* ENTRIES
※ ※ ※
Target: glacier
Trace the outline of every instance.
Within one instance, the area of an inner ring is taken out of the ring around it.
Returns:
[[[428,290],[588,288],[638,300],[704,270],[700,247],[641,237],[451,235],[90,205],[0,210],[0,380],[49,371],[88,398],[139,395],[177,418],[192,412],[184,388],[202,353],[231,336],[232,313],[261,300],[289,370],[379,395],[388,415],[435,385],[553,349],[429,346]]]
※ ※ ※
* THE TASK
Can you copy every row above word for word, leaving nothing out and changing nothing?

* RESPONSE BELOW
Target: glacier
Trace the outline of every instance.
Within one instance, the area of an inner ring is taken out of the ring around it.
Returns:
[[[428,290],[588,288],[638,300],[704,270],[700,247],[641,237],[451,235],[90,205],[0,210],[0,380],[49,371],[88,398],[139,395],[177,418],[192,412],[184,388],[202,353],[231,336],[232,313],[261,300],[289,370],[379,395],[388,415],[435,385],[553,349],[429,346]]]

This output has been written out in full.